GIVEN REQUEST |
Read the data and repeat all of it exactly.

-- START OF SUPPLIED MATERIAL --

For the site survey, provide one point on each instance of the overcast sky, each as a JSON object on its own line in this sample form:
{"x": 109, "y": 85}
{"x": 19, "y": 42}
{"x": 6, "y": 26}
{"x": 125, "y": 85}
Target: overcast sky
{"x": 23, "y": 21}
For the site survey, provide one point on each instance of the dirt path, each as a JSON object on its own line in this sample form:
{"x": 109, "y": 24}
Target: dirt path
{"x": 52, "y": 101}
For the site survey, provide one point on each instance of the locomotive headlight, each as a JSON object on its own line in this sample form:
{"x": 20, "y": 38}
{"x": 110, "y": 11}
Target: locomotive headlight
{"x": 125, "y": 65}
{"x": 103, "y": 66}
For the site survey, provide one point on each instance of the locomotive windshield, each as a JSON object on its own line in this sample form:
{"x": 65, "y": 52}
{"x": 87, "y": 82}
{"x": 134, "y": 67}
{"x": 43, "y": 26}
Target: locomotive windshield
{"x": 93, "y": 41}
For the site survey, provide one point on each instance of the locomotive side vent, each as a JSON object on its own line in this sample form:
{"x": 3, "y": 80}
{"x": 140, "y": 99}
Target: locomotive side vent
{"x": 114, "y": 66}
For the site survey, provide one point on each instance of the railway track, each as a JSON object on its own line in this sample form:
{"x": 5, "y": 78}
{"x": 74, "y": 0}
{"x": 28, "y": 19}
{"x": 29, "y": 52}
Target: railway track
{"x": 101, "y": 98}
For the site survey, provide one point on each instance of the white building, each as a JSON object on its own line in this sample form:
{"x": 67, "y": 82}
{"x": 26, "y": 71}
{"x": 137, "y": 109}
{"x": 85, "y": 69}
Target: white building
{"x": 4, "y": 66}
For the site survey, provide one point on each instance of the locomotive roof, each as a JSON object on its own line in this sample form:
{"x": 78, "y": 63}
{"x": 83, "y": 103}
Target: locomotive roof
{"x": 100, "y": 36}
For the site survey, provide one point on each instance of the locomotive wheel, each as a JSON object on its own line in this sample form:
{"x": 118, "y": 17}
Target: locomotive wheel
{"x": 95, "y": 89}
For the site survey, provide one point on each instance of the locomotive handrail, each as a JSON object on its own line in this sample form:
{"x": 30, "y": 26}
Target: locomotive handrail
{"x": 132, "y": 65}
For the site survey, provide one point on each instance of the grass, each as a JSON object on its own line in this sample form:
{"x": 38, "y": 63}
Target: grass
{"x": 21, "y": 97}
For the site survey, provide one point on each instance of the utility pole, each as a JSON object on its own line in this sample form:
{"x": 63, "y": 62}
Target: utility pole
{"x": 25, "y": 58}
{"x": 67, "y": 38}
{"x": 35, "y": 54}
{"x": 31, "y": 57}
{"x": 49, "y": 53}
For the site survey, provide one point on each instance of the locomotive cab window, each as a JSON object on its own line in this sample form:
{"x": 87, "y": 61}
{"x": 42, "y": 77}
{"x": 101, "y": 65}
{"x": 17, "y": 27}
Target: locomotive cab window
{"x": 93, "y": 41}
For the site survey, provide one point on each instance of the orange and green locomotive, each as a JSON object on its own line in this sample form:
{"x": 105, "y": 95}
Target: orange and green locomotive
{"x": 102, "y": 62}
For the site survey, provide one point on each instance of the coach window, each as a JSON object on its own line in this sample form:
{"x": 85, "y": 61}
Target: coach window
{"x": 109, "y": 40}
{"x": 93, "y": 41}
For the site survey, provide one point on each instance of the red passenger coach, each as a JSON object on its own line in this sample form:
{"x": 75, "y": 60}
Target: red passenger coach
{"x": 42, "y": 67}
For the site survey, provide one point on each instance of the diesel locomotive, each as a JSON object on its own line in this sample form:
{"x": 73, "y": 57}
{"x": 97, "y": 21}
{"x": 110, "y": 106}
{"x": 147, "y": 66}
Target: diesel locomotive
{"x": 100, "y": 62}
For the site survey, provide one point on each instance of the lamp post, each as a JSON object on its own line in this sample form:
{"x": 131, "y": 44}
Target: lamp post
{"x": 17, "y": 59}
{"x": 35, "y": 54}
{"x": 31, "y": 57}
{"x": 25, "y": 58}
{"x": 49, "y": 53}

-- END OF SUPPLIED MATERIAL --

RESPONSE TO THE EXERCISE |
For the site survey, provide one point on each instance of the overcast sky, each as a JSON object on its own line in this sample form:
{"x": 109, "y": 85}
{"x": 19, "y": 42}
{"x": 6, "y": 26}
{"x": 125, "y": 85}
Target: overcast sky
{"x": 23, "y": 21}
For the site survey, provide one point on each instance of the dirt path, each as a JSON object on its own line in this sample form:
{"x": 109, "y": 24}
Target: dirt path
{"x": 52, "y": 101}
For the site survey, provide one point on each instance of the locomotive headlight, each as a JSON object on its own line in this sample form:
{"x": 20, "y": 38}
{"x": 110, "y": 11}
Target: locomotive headlight
{"x": 125, "y": 65}
{"x": 103, "y": 66}
For the site survey, provide one point on each instance of the locomotive windshield, each as a JSON object on its own line in this sample form:
{"x": 65, "y": 52}
{"x": 87, "y": 82}
{"x": 134, "y": 67}
{"x": 43, "y": 26}
Target: locomotive windshield
{"x": 93, "y": 41}
For the site survey, provide one point on each instance of the locomotive side vent, each as a JSON object on its own line in this sample form:
{"x": 3, "y": 80}
{"x": 140, "y": 99}
Target: locomotive side vent
{"x": 114, "y": 66}
For the site survey, provide one point on each instance of the railway track, each as a JSON object on its own line in this sample form:
{"x": 5, "y": 78}
{"x": 74, "y": 0}
{"x": 28, "y": 19}
{"x": 29, "y": 52}
Target: railway track
{"x": 101, "y": 98}
For the site survey, provide one point on each instance of the white building, each as a JSON object on its own line in this sample form:
{"x": 67, "y": 82}
{"x": 26, "y": 71}
{"x": 137, "y": 109}
{"x": 85, "y": 69}
Target: white building
{"x": 4, "y": 66}
For the site survey, provide one point on each instance of the locomotive roof, each as a JSON object on its own line in this sample form:
{"x": 78, "y": 63}
{"x": 83, "y": 103}
Target: locomotive roof
{"x": 100, "y": 36}
For the site survey, provide one point on each instance of the locomotive wheel, each as a JSON object on its own line in this sample form:
{"x": 118, "y": 17}
Target: locomotive wheel
{"x": 95, "y": 89}
For the site survey, provide one point on each instance of the locomotive handrail, each as a JSON object on its own line in this sample form:
{"x": 30, "y": 26}
Target: locomotive handrail
{"x": 132, "y": 65}
For the site survey, provide one point on each instance of the grass, each as a JSON object on its own line in this sample form:
{"x": 38, "y": 63}
Target: grass
{"x": 21, "y": 97}
For the site survey, provide one point on each instance of the utility pole, each as a JSON object on its own line in this sample form:
{"x": 63, "y": 62}
Target: utility pole
{"x": 25, "y": 58}
{"x": 67, "y": 38}
{"x": 35, "y": 54}
{"x": 31, "y": 57}
{"x": 49, "y": 53}
For the site survey, provide one point on each instance of the locomotive cab window, each as a JSON object on its own line in this sample form:
{"x": 87, "y": 61}
{"x": 42, "y": 77}
{"x": 101, "y": 65}
{"x": 17, "y": 27}
Target: locomotive cab window
{"x": 93, "y": 41}
For the site survey, provide one point on each instance of the orange and green locomotive, each as a JSON object on its own line in this sample form:
{"x": 105, "y": 95}
Target: orange and green locomotive
{"x": 102, "y": 62}
For the site survey, provide one point on each instance of the coach window, each as a JSON object on its own line in this sample form:
{"x": 85, "y": 61}
Target: coach window
{"x": 109, "y": 40}
{"x": 93, "y": 41}
For the site survey, provide one point on each instance of the red passenger coach, each as a JSON object on its own line in this sample form:
{"x": 75, "y": 60}
Target: red passenger coach
{"x": 42, "y": 67}
For the site survey, provide one point on each instance of the diesel locomotive, each as a JSON object on its own line in this sample form:
{"x": 73, "y": 57}
{"x": 97, "y": 21}
{"x": 110, "y": 106}
{"x": 147, "y": 66}
Target: diesel locomotive
{"x": 100, "y": 62}
For the site survey, provide one point on each instance of the lamp post, each as a JSON object on its own line in this sample form:
{"x": 131, "y": 44}
Target: lamp post
{"x": 17, "y": 59}
{"x": 35, "y": 54}
{"x": 31, "y": 57}
{"x": 25, "y": 58}
{"x": 49, "y": 53}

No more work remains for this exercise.